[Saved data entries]
________________________
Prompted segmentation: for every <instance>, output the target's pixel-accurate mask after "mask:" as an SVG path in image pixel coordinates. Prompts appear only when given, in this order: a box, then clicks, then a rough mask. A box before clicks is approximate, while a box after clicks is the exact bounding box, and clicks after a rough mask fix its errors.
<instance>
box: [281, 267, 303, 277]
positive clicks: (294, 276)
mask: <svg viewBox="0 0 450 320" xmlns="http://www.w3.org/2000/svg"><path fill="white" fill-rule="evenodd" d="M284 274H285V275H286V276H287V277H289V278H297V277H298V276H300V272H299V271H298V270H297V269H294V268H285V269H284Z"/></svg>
________________________
_Exercise description_
Reproduce every row above verbatim, changing nothing.

_Output of the task_
Prompted segmentation: for every <instance>, output the target's pixel-accurate mask after "mask:" as an SVG path in image pixel coordinates. Prompts appear only when given, in this order: a box, then clicks, then a rough mask. A box before clicks is approximate, while a box after clicks is the exact bounding box, and clicks after a rough mask fix its errors.
<instance>
box: [281, 267, 303, 277]
positive clicks: (294, 276)
mask: <svg viewBox="0 0 450 320" xmlns="http://www.w3.org/2000/svg"><path fill="white" fill-rule="evenodd" d="M284 274H285V275H286V276H287V277H289V278H297V277H298V276H300V272H299V271H298V270H297V269H294V268H285V269H284Z"/></svg>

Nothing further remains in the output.